## [Problem statement]
How many lines of the records below contain the string "background"? Reply with the number alone.
───── Supplied records ─────
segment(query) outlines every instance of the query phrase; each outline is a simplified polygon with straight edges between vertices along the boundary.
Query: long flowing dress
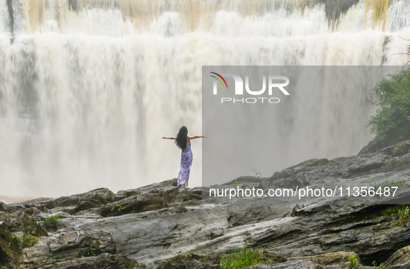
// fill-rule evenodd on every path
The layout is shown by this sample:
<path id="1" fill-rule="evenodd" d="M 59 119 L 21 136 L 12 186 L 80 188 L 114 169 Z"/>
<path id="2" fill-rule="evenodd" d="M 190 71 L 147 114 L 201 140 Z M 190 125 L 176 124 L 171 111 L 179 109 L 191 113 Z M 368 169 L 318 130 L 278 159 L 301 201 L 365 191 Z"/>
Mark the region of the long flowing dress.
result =
<path id="1" fill-rule="evenodd" d="M 192 165 L 192 151 L 191 151 L 191 142 L 189 141 L 181 153 L 181 170 L 178 174 L 178 187 L 181 185 L 188 186 L 191 165 Z"/>

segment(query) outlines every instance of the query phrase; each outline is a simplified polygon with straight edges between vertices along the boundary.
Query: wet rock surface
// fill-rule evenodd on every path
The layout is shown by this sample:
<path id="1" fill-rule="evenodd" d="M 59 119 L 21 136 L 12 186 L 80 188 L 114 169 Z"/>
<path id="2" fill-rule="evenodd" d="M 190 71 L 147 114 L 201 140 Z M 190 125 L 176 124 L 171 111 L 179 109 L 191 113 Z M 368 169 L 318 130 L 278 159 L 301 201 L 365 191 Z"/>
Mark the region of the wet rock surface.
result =
<path id="1" fill-rule="evenodd" d="M 410 142 L 399 144 L 211 187 L 400 183 L 395 197 L 230 199 L 210 197 L 210 187 L 176 187 L 174 178 L 117 194 L 101 188 L 0 203 L 0 268 L 217 268 L 230 248 L 244 245 L 270 257 L 248 268 L 348 268 L 349 256 L 367 266 L 409 268 L 410 214 L 395 205 L 409 203 Z"/>

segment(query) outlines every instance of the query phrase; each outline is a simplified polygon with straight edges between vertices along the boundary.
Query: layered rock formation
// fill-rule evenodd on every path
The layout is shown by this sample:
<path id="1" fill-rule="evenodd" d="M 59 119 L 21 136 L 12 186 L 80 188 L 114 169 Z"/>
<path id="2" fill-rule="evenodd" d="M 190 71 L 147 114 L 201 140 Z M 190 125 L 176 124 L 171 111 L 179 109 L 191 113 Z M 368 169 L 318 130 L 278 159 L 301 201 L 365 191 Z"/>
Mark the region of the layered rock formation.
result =
<path id="1" fill-rule="evenodd" d="M 410 214 L 395 205 L 408 203 L 409 150 L 404 142 L 211 187 L 395 184 L 395 197 L 230 199 L 210 197 L 207 187 L 178 188 L 172 179 L 117 194 L 98 189 L 0 203 L 0 268 L 211 268 L 228 249 L 245 245 L 260 246 L 266 257 L 266 264 L 249 268 L 347 268 L 350 255 L 365 266 L 407 268 Z"/>

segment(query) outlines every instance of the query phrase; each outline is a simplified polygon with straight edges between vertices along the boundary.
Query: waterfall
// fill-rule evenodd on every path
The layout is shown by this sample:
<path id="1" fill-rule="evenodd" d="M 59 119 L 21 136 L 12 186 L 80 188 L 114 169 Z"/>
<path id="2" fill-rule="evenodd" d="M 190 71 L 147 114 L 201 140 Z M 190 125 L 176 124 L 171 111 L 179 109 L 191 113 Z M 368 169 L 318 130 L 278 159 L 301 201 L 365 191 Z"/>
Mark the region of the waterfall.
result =
<path id="1" fill-rule="evenodd" d="M 182 125 L 201 134 L 203 65 L 403 65 L 404 39 L 406 0 L 0 0 L 0 195 L 176 177 L 180 150 L 160 138 Z M 356 154 L 370 139 L 323 135 L 352 137 L 311 158 Z M 200 140 L 192 151 L 191 187 Z"/>

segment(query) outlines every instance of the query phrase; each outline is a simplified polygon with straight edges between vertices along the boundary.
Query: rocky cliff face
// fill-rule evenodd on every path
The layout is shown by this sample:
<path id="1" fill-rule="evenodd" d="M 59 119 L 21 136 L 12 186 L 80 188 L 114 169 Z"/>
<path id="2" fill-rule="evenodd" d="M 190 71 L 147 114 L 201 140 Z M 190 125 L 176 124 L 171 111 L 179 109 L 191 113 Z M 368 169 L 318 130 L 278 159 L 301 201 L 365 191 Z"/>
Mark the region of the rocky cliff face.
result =
<path id="1" fill-rule="evenodd" d="M 230 199 L 172 179 L 117 194 L 0 203 L 0 268 L 216 268 L 228 248 L 244 245 L 262 247 L 269 261 L 250 268 L 347 268 L 350 255 L 410 268 L 410 214 L 395 205 L 408 203 L 409 150 L 404 142 L 212 187 L 398 185 L 395 197 Z"/>

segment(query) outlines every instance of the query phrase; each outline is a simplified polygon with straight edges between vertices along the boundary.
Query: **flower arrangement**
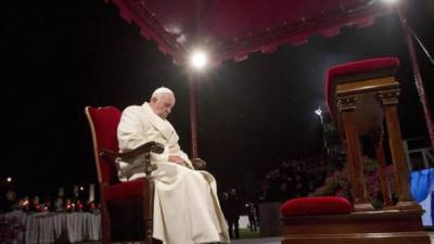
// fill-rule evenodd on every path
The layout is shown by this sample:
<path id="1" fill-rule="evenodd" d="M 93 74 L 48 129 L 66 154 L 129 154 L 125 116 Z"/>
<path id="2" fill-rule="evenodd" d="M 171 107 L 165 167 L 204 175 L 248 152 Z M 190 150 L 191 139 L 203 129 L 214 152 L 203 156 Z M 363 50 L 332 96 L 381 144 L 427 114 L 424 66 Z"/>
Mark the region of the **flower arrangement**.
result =
<path id="1" fill-rule="evenodd" d="M 383 206 L 383 195 L 381 191 L 379 164 L 375 159 L 369 157 L 363 157 L 362 162 L 367 192 L 369 194 L 369 197 L 371 198 L 372 205 L 375 208 L 381 208 Z M 386 176 L 391 193 L 394 198 L 396 194 L 396 182 L 394 168 L 392 165 L 386 167 Z M 352 200 L 347 168 L 345 167 L 343 169 L 336 169 L 334 172 L 326 178 L 324 184 L 316 189 L 310 195 L 337 195 Z"/>

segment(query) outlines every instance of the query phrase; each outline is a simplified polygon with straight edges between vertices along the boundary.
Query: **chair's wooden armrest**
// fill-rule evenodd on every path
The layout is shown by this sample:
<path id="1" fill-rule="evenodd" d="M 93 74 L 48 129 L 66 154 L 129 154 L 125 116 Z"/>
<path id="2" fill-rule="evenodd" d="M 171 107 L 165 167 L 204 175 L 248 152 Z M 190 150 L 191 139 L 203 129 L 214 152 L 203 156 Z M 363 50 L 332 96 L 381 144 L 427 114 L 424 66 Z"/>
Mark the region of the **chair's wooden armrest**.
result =
<path id="1" fill-rule="evenodd" d="M 143 155 L 145 153 L 152 152 L 152 153 L 162 154 L 163 151 L 164 151 L 164 146 L 161 143 L 150 141 L 150 142 L 146 142 L 146 143 L 140 145 L 139 147 L 131 150 L 127 153 L 117 153 L 117 152 L 113 152 L 111 150 L 102 149 L 102 150 L 100 150 L 100 155 L 110 157 L 112 159 L 116 159 L 117 157 L 120 157 L 120 159 L 127 162 L 131 157 Z"/>
<path id="2" fill-rule="evenodd" d="M 191 164 L 193 165 L 194 169 L 196 170 L 205 170 L 206 169 L 206 162 L 202 158 L 193 158 L 191 159 Z"/>

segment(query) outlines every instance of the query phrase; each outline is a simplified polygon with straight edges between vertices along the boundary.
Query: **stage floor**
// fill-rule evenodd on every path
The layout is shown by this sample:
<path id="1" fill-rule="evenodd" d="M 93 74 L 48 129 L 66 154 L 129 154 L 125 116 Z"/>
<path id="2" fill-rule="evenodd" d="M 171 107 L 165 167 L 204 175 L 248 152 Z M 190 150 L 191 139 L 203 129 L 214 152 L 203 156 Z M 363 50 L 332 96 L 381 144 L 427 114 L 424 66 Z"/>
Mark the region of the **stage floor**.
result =
<path id="1" fill-rule="evenodd" d="M 431 243 L 434 244 L 434 232 L 427 232 L 431 237 Z M 278 237 L 263 237 L 263 239 L 242 239 L 242 240 L 231 240 L 232 244 L 280 244 L 281 236 Z"/>

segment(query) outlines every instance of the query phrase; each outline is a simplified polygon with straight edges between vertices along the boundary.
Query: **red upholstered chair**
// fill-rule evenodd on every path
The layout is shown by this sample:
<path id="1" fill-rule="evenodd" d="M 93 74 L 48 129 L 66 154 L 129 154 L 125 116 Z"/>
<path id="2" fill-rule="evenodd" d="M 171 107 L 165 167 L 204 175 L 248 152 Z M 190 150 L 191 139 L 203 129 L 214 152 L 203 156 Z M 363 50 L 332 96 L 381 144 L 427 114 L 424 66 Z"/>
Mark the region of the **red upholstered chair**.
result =
<path id="1" fill-rule="evenodd" d="M 102 243 L 140 241 L 151 244 L 153 181 L 151 178 L 119 182 L 116 159 L 128 162 L 142 156 L 145 172 L 151 175 L 150 152 L 162 153 L 163 145 L 149 142 L 132 152 L 117 153 L 117 126 L 120 111 L 113 106 L 86 107 L 92 133 L 93 152 L 102 204 Z"/>

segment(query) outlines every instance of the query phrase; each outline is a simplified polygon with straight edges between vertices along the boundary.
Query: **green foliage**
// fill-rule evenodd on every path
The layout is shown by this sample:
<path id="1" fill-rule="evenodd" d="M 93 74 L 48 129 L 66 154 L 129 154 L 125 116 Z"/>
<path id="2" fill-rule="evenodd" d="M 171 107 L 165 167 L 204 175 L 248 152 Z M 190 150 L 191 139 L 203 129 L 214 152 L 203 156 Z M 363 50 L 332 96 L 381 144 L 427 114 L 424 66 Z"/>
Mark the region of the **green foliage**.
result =
<path id="1" fill-rule="evenodd" d="M 381 192 L 380 168 L 375 159 L 362 158 L 365 170 L 365 187 L 368 191 L 371 203 L 375 208 L 383 206 L 383 197 Z M 396 183 L 394 169 L 392 166 L 386 167 L 387 182 L 392 194 L 396 192 Z M 316 189 L 311 196 L 337 195 L 352 201 L 350 183 L 348 179 L 347 168 L 336 169 L 333 174 L 326 178 L 324 184 Z"/>

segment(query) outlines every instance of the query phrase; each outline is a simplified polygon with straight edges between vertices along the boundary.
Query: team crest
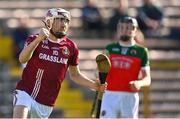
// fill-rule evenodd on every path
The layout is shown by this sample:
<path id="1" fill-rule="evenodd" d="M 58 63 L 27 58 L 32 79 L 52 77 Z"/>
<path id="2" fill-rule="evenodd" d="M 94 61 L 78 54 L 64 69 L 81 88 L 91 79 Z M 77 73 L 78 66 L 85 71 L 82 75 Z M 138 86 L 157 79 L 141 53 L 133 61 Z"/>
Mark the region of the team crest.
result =
<path id="1" fill-rule="evenodd" d="M 131 50 L 130 53 L 131 53 L 132 55 L 136 55 L 136 54 L 137 54 L 137 51 L 136 51 L 136 50 Z"/>
<path id="2" fill-rule="evenodd" d="M 69 49 L 66 47 L 66 46 L 64 46 L 63 48 L 62 48 L 62 54 L 64 54 L 64 55 L 69 55 Z"/>

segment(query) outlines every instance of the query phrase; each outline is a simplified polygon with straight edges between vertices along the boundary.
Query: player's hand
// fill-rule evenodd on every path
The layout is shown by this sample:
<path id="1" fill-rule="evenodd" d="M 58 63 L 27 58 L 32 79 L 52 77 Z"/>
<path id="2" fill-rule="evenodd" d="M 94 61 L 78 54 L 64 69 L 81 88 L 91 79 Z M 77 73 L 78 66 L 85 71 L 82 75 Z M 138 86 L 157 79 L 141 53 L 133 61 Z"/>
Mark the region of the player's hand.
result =
<path id="1" fill-rule="evenodd" d="M 43 41 L 48 37 L 49 37 L 49 30 L 47 30 L 46 28 L 41 28 L 38 36 L 39 40 Z"/>
<path id="2" fill-rule="evenodd" d="M 95 83 L 97 85 L 97 89 L 98 89 L 97 91 L 99 92 L 104 92 L 104 90 L 107 88 L 107 83 L 101 84 L 99 79 L 96 79 Z"/>
<path id="3" fill-rule="evenodd" d="M 138 81 L 131 81 L 129 84 L 130 84 L 131 90 L 133 91 L 138 91 L 141 89 L 141 85 Z"/>

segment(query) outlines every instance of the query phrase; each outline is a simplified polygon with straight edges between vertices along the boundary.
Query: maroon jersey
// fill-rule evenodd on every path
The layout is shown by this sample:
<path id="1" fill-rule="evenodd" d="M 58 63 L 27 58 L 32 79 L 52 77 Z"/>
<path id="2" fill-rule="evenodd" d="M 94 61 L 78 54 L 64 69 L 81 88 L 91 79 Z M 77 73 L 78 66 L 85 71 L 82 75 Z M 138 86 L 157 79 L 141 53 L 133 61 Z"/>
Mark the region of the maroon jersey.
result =
<path id="1" fill-rule="evenodd" d="M 30 36 L 25 47 L 38 35 Z M 53 106 L 69 65 L 78 65 L 78 48 L 67 37 L 58 43 L 44 40 L 39 43 L 23 70 L 16 89 L 26 91 L 37 102 Z"/>

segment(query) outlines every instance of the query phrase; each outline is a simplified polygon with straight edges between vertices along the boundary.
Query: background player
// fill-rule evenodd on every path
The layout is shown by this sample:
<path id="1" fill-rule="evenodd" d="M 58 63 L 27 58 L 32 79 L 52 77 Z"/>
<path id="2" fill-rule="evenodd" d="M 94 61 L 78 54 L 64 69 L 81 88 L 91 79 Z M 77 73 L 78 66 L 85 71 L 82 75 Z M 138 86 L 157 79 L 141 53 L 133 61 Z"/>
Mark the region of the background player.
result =
<path id="1" fill-rule="evenodd" d="M 66 36 L 70 13 L 49 9 L 44 23 L 47 28 L 31 35 L 19 56 L 19 61 L 27 65 L 14 91 L 14 118 L 27 118 L 29 112 L 31 118 L 48 118 L 68 68 L 76 83 L 95 90 L 101 87 L 79 70 L 78 48 Z"/>
<path id="2" fill-rule="evenodd" d="M 136 44 L 138 24 L 135 18 L 125 17 L 117 26 L 118 42 L 107 45 L 111 61 L 107 90 L 102 99 L 101 118 L 137 118 L 138 91 L 151 83 L 147 48 Z M 141 72 L 142 79 L 138 80 Z"/>

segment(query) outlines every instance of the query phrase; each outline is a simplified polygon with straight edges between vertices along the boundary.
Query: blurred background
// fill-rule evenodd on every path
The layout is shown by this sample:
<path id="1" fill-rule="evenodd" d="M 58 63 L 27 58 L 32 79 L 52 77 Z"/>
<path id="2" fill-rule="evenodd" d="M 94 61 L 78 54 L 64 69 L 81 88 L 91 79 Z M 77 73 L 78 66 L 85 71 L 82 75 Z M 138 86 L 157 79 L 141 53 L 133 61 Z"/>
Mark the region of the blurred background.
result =
<path id="1" fill-rule="evenodd" d="M 148 6 L 150 4 L 150 7 Z M 71 12 L 68 36 L 80 49 L 80 69 L 97 76 L 95 57 L 116 40 L 117 21 L 138 19 L 137 42 L 149 48 L 152 84 L 140 91 L 140 117 L 180 117 L 179 0 L 0 0 L 0 118 L 12 117 L 12 92 L 21 79 L 19 52 L 26 37 L 44 27 L 49 8 Z M 90 117 L 95 92 L 73 83 L 67 74 L 52 118 Z"/>

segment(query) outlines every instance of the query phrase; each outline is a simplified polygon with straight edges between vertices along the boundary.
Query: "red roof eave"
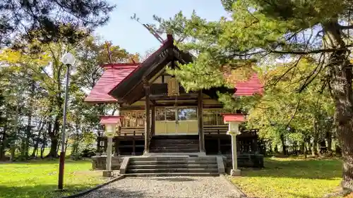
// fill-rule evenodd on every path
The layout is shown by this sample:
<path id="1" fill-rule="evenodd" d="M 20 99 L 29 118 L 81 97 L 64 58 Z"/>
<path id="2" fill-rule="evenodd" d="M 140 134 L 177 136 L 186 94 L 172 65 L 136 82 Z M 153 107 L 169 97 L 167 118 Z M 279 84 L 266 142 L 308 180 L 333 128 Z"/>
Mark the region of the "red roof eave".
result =
<path id="1" fill-rule="evenodd" d="M 119 101 L 109 94 L 109 92 L 124 79 L 131 73 L 138 66 L 138 63 L 117 63 L 107 64 L 102 67 L 104 68 L 103 75 L 91 90 L 90 94 L 85 99 L 88 103 L 116 103 Z"/>

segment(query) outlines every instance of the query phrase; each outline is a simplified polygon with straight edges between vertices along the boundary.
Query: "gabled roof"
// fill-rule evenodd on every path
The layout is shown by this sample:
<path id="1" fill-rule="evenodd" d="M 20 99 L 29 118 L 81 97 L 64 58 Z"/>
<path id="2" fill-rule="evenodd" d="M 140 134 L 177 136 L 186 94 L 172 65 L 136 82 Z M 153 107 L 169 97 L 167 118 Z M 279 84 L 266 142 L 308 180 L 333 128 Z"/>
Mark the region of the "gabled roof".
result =
<path id="1" fill-rule="evenodd" d="M 263 94 L 263 85 L 255 73 L 246 80 L 237 82 L 235 87 L 235 95 L 238 97 L 252 96 L 256 93 Z"/>
<path id="2" fill-rule="evenodd" d="M 102 66 L 104 68 L 103 75 L 85 99 L 86 102 L 110 103 L 117 100 L 108 93 L 134 70 L 138 63 L 118 63 Z"/>
<path id="3" fill-rule="evenodd" d="M 85 101 L 92 103 L 128 102 L 133 103 L 145 95 L 143 80 L 149 80 L 165 67 L 171 61 L 182 63 L 192 61 L 187 53 L 180 51 L 173 44 L 173 37 L 168 35 L 167 39 L 158 50 L 150 56 L 143 63 L 117 63 L 104 66 L 105 70 L 93 87 Z M 247 80 L 237 82 L 235 90 L 225 87 L 214 87 L 203 90 L 207 94 L 214 94 L 216 91 L 234 93 L 236 96 L 251 96 L 255 93 L 263 94 L 263 85 L 257 74 L 253 73 Z M 118 101 L 119 100 L 119 101 Z"/>

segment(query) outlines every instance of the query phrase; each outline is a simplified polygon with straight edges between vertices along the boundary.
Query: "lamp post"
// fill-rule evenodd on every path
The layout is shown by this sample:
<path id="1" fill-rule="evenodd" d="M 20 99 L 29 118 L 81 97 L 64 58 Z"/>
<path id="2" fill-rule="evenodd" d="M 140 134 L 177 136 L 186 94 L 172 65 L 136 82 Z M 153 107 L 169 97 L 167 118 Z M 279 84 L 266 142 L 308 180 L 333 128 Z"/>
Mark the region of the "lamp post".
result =
<path id="1" fill-rule="evenodd" d="M 223 121 L 228 124 L 227 135 L 232 136 L 232 161 L 230 171 L 232 176 L 240 176 L 241 171 L 238 169 L 238 158 L 237 153 L 237 135 L 239 134 L 239 124 L 245 121 L 245 115 L 241 113 L 225 113 Z"/>
<path id="2" fill-rule="evenodd" d="M 73 67 L 73 64 L 75 63 L 75 57 L 71 53 L 68 52 L 64 54 L 61 57 L 61 62 L 66 66 L 66 85 L 65 87 L 65 104 L 64 106 L 63 113 L 64 120 L 61 132 L 61 150 L 60 151 L 60 159 L 59 163 L 59 190 L 63 190 L 64 167 L 65 164 L 65 130 L 66 127 L 67 102 L 68 100 L 68 80 L 70 77 L 70 66 Z"/>

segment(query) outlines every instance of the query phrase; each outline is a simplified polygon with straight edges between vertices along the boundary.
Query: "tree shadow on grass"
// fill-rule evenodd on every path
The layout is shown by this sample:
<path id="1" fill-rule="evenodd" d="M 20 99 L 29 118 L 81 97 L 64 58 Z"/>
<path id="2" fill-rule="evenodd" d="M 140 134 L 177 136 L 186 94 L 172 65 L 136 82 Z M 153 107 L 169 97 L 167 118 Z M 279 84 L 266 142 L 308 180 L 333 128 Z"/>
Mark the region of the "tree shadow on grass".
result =
<path id="1" fill-rule="evenodd" d="M 187 178 L 154 178 L 154 180 L 157 181 L 168 181 L 168 182 L 192 182 L 196 180 Z"/>
<path id="2" fill-rule="evenodd" d="M 276 160 L 266 158 L 262 169 L 242 168 L 246 177 L 334 180 L 342 177 L 337 159 Z"/>
<path id="3" fill-rule="evenodd" d="M 145 197 L 154 197 L 154 198 L 164 198 L 165 194 L 156 195 L 155 193 L 153 194 L 149 194 L 149 192 L 140 190 L 138 188 L 133 190 L 121 190 L 119 187 L 116 188 L 101 188 L 96 191 L 90 192 L 90 194 L 87 194 L 87 197 L 83 196 L 82 198 L 87 197 L 96 197 L 96 198 L 127 198 L 127 197 L 134 197 L 134 198 L 145 198 Z M 178 198 L 180 197 L 177 194 L 175 197 L 168 197 L 170 198 Z M 194 197 L 185 197 L 191 198 Z"/>
<path id="4" fill-rule="evenodd" d="M 90 159 L 83 159 L 80 160 L 72 160 L 71 159 L 66 159 L 65 163 L 85 163 L 88 162 L 90 162 Z M 31 159 L 28 161 L 0 161 L 0 166 L 1 164 L 37 164 L 37 163 L 42 163 L 42 164 L 59 164 L 59 159 Z"/>
<path id="5" fill-rule="evenodd" d="M 64 185 L 64 191 L 58 191 L 54 185 L 38 185 L 32 186 L 4 186 L 0 185 L 1 198 L 57 198 L 78 193 L 94 187 L 94 185 Z"/>

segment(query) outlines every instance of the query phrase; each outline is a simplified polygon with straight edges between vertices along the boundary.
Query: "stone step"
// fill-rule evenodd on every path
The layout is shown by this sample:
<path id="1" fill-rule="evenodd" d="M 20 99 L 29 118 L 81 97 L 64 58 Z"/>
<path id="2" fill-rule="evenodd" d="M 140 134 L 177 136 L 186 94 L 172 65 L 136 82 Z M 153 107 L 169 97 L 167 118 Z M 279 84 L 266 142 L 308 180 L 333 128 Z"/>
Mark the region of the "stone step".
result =
<path id="1" fill-rule="evenodd" d="M 129 165 L 128 169 L 173 169 L 173 168 L 218 168 L 213 164 L 134 164 Z"/>
<path id="2" fill-rule="evenodd" d="M 151 144 L 150 147 L 170 147 L 170 148 L 177 148 L 177 147 L 196 147 L 198 148 L 199 145 L 198 144 Z"/>
<path id="3" fill-rule="evenodd" d="M 180 147 L 190 147 L 190 148 L 198 148 L 199 145 L 197 144 L 150 144 L 150 147 L 167 147 L 167 148 L 180 148 Z"/>
<path id="4" fill-rule="evenodd" d="M 167 177 L 167 176 L 198 176 L 198 177 L 217 177 L 218 173 L 128 173 L 126 177 Z"/>
<path id="5" fill-rule="evenodd" d="M 197 140 L 151 140 L 151 142 L 153 143 L 176 142 L 179 144 L 187 144 L 187 143 L 198 144 L 198 141 Z"/>
<path id="6" fill-rule="evenodd" d="M 188 161 L 131 161 L 131 165 L 152 165 L 152 164 L 217 164 L 217 160 L 188 160 Z"/>
<path id="7" fill-rule="evenodd" d="M 127 173 L 218 173 L 218 168 L 152 168 L 128 169 Z"/>
<path id="8" fill-rule="evenodd" d="M 193 153 L 198 152 L 198 148 L 150 148 L 152 153 Z"/>
<path id="9" fill-rule="evenodd" d="M 148 156 L 131 157 L 130 161 L 216 161 L 215 156 Z"/>

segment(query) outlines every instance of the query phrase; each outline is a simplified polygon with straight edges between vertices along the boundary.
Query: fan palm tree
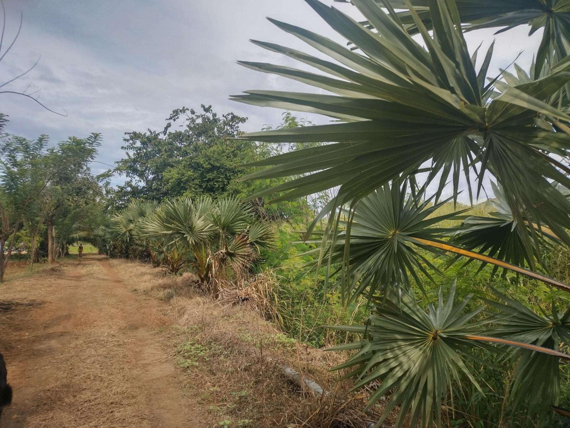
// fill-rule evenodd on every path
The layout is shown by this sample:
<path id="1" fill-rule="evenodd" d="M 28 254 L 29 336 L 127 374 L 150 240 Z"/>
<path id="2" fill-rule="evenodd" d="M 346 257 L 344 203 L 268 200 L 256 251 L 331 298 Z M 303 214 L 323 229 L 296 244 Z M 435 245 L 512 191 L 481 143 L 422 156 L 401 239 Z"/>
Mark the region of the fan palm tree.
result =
─────
## [Output for this exercise]
4